(Point localization data)
+===+
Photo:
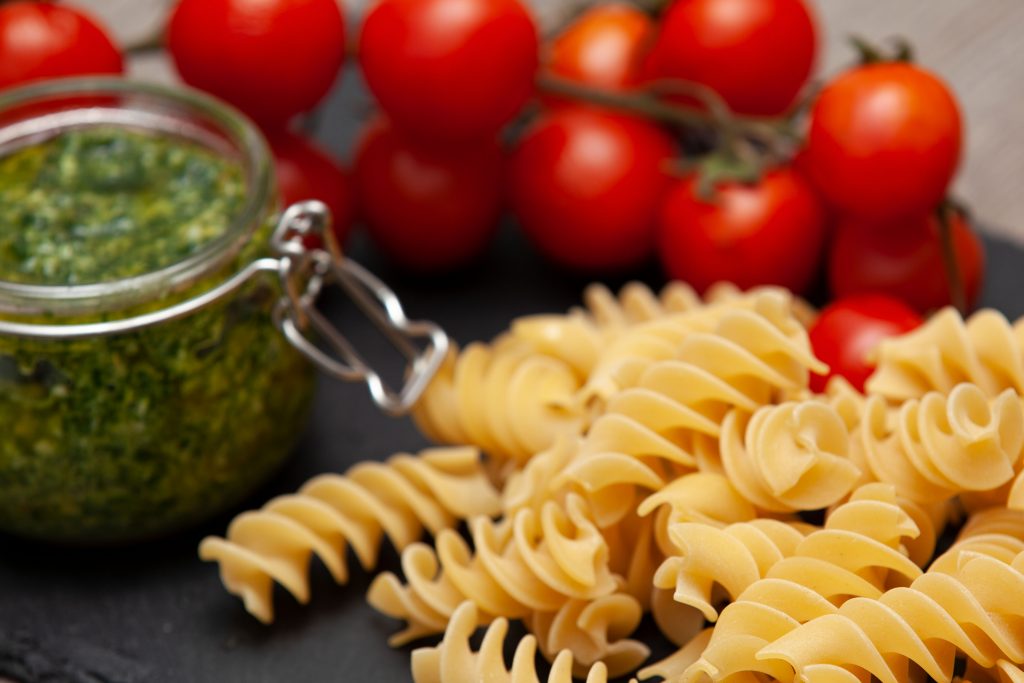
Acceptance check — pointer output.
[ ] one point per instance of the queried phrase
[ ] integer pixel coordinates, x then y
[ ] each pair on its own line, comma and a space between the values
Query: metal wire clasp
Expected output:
304, 272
+===+
■ **WORK REQUIRED**:
Only the lines from the one containing "[ ] each pair" to the end of the records should be repeated, exactly as they appear.

■ **SOLUTION BELOW**:
[ ] each pair on its own line, comma and a space between the values
Query: metal wire clasp
Expected output:
304, 272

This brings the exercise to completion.